##### Data
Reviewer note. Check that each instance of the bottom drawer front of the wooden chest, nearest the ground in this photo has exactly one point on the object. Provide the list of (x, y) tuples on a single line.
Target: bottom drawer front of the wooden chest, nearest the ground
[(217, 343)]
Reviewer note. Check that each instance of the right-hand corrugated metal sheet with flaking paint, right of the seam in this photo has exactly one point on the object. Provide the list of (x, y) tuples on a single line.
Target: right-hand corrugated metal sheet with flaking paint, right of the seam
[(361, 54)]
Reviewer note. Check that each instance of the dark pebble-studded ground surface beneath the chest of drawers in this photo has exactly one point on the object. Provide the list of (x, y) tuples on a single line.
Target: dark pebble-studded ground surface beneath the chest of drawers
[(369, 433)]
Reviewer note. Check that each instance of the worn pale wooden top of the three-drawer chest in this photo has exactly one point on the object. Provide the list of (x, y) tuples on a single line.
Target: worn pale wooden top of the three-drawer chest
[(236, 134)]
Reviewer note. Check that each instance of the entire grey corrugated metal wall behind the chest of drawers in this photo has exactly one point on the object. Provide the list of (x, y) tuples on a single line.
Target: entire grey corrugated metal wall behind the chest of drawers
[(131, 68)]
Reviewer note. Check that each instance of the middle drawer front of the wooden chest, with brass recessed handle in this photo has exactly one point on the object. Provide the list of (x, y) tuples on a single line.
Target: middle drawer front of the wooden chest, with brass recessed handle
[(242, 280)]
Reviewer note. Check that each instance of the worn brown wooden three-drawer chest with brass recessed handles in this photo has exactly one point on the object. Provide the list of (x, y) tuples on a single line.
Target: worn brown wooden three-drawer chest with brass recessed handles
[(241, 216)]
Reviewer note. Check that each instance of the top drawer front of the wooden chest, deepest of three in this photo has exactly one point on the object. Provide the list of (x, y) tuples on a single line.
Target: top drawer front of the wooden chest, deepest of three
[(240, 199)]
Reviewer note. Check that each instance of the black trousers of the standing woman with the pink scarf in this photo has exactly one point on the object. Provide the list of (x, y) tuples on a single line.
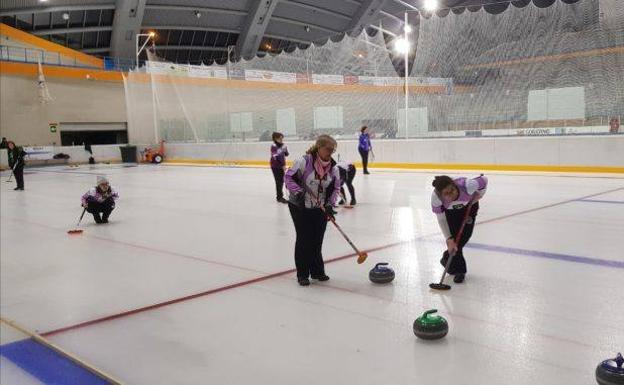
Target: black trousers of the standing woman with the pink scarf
[(310, 225)]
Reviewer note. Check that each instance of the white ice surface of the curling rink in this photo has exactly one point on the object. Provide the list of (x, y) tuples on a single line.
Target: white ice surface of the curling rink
[(527, 313)]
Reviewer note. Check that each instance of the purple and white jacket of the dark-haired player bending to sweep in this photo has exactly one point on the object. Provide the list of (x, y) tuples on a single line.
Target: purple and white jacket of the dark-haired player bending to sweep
[(467, 188)]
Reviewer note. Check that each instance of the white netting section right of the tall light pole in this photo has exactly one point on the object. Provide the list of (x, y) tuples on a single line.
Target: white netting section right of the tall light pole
[(557, 67)]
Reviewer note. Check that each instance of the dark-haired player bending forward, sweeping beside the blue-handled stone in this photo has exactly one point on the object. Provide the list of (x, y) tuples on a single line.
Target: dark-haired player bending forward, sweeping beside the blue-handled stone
[(449, 201)]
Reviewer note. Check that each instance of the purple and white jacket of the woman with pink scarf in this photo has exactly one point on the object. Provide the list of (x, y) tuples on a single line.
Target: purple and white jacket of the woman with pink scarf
[(326, 190)]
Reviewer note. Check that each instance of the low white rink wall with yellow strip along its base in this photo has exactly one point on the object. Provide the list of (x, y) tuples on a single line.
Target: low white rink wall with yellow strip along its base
[(596, 153)]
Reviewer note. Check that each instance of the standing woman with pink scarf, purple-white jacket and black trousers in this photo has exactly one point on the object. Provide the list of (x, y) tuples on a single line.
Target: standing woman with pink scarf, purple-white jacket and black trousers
[(314, 185)]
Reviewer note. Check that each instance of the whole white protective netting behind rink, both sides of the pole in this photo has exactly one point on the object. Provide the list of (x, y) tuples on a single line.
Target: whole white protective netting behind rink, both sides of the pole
##########
Your goal: Report the count of lines in the entries that contain the string "both", and nothing besides it.

Response to this exercise: 2